天文算法1

①背景

计算精确的农历节气和日月合朔时间点，需要使用天文算法来实现。《Astronomical Algorithms》正是这么一本不那么让人望而生畏的介绍天文算法的书籍，国内比较出名的寿星万年历亦是基于此书中的算法。

作为一名 Gopher 本想自造轮子来实现，但是万能的 Github 上已有前人身先士卒，直接上地址meeus，该库基本上完整的实现了Astronomical Algorithms中的算法，而且每一章节对应一个 package，浏览起来不会让人感觉没有头绪。

好了，话不多说，接下来就结合书和代码来学习。

②第一章Hints and Tips

略

③第二章 About accuracy

略

④第三章 Interpolation 插值

数学的数值分析领域中，内插或称插值（英语：interpolation)是一种通过已知的、离散的数据点，在范围内推求新数据点的过程或方法。求解科学和工程的问题时，通常有许多数据点借由采样、实验等方法获得，这些数据可能代表了有限个数值函数，其中自变量的值。

本章主要介绍了低阶等距节点牛顿插值和拉格朗日插值的应用。

1. 牛顿插值

牛顿多项式

差分

2. 三点等距二阶差商的牛顿插值

2.1 插值公式

二阶牛顿插值多项式为: $N(x) = [y_0] + [y_0,y_1](x-x_0) + [y_0,y_1,y_2](x-x_0)(x-x_1)$，如下图

假设有三点$(x_0,y_0),(x_1,y_1),(x_2,y_2),x_0,x_1,x_2$等距(单位长度1) ,

且$n$ 为插值因子,$x$距离$x_1$最近 \begin{align} n&=(x-x_1)/单位长度\\
&=x-x1 \end{align}

令 $a=y_1-y_0, b=y_2-y_1,c=b-a=y_0+y_2-2y_1$ 则有： \begin{align} x-x_0 &= x-x_1 + 1\\
&= n + 1 \end{align} \begin{align} f(x) &= y_0 + a(x-x_0)+(c/(x_2-x_0))(x-x_0)(x-x_1)\\
&= y_0 + a(n+1) + 0.5c(n+1)n\\
&= y_1-a + an + a + 0.5n(cn+c)\\
&= y_1 + 0.5n(cn+b-a+2a)\\
&= y_1 + 0.5n(cn+a+b)\\
\end{align}

即为算法中三点插值的公式.

书中三点从1开始计数，公式为:$y_2+0.5n(cn+a+b)$

代码：

// Len3 allows second difference interpolation.
// 等距三点插值结构
type Len3 struct {
x1, x3             float64   //x1,x3分别为起始点和终止点，无需给出x2，因为等距
y                  []float64 //y为x1,x2,x3对应的值的序列
a, b, c            float64   //a=y2-y1, b=y3-y2, c=b-a=y3+y1-2y2
abSum, xSum, xDiff float64   //计数插值的中间变量
}

// NewLen3 prepares a Len3 object from a table of three rows of x and y values.
//
// X values must be equally spaced, so only the first and last are supplied.
// X1 must not equal x3.  Y must be a slice of three y values.

记录数据:
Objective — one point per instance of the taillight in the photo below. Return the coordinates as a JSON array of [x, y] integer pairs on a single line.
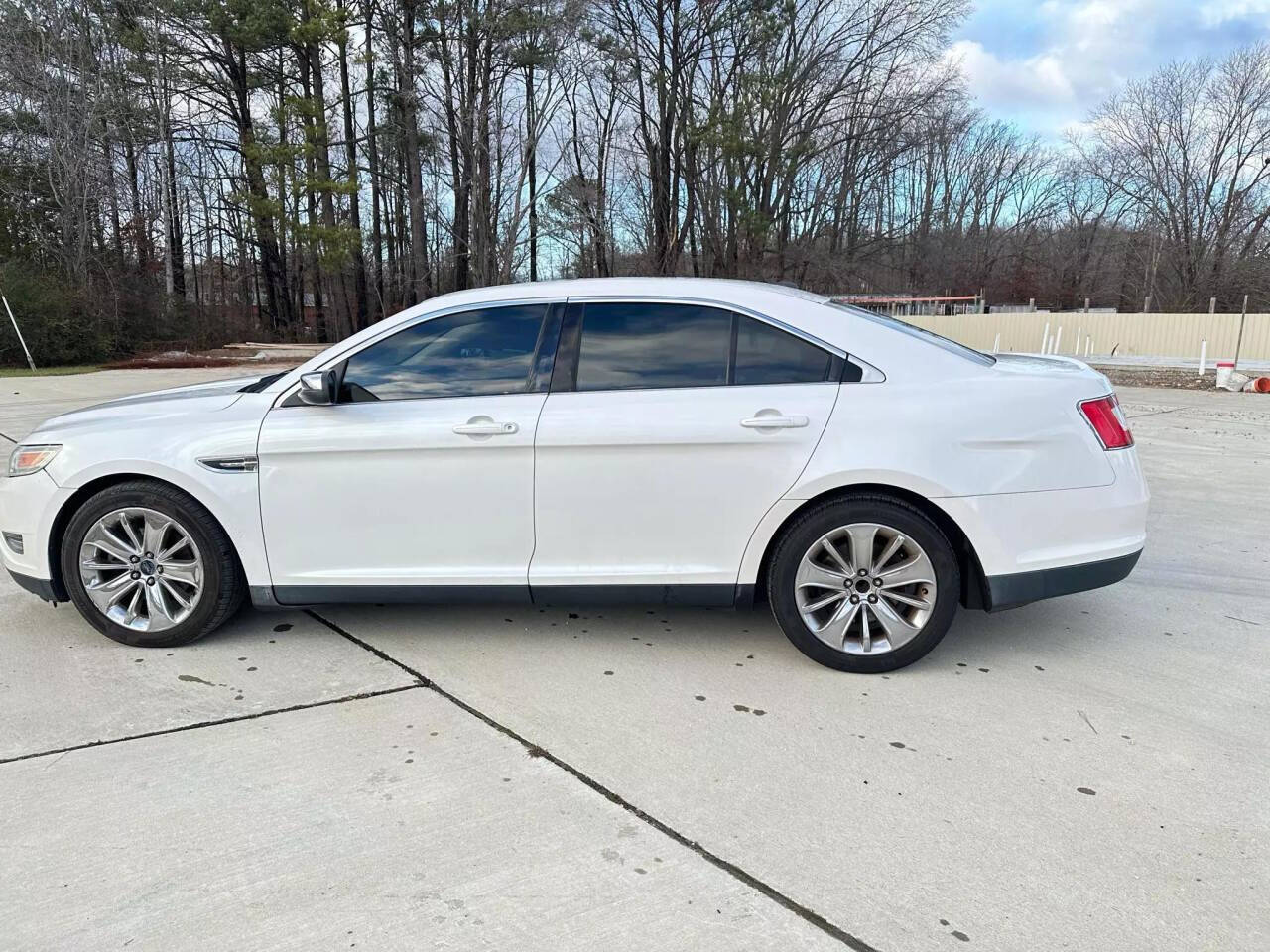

任务目标 A:
这篇天文算法文章中的"本章主要介绍了低阶等距节点牛顿插值和拉格朗日插值的应用。"一句，译成英文该怎么说？
任务目标 B:
根据这篇天文算法文章回答：
(i) 国内哪个比较出名的万年历基于《Astronomical Algorithms》中的算法？
(ii) 在 meeus 库中，每一章节对应什么？
(iii) 书中的三点从几开始计数？
任务目标 C:
请从最后一句之后续写这篇天文算法文章。
这些材料取自别处。

正确答案 A:
This chapter mainly introduces the application of low-order Newton interpolation with equally spaced nodes and Lagrange interpolation.

正确答案 B:
(i) 寿星万年历。
(ii) 一个 package。
(iii) 从1开始。

正确答案 C:
// 根据上述定义，创建三点插值结构
func NewLen3(x1, x3 float64, y []float64) (*Len3, error) {
if len(y) != 3 {
	return nil, ErrorNot3
}
if x3 == x1 {
	return nil, ErrorNoXRange
}
d := &Len3{
	x1: x1,
	x3: x3,
	y:  append([]float64{}, y...),
}
// differences. (3.1) p. 23
d.a = y[1] - y[0]
d.b = y[2] - y[1]
d.c = d.b - d.a
// other intermediate values
d.abSum = d.a + d.b
d.xSum = x3 + x1
d.xDiff = x3 - x1
return d, nil
}

考虑到实际问题中一般可能多于三点，此时只要选取目标点附近的三点即可，可用以下函数来自动构造

// Len3ForInterpolateX is a special purpose Len3 constructor.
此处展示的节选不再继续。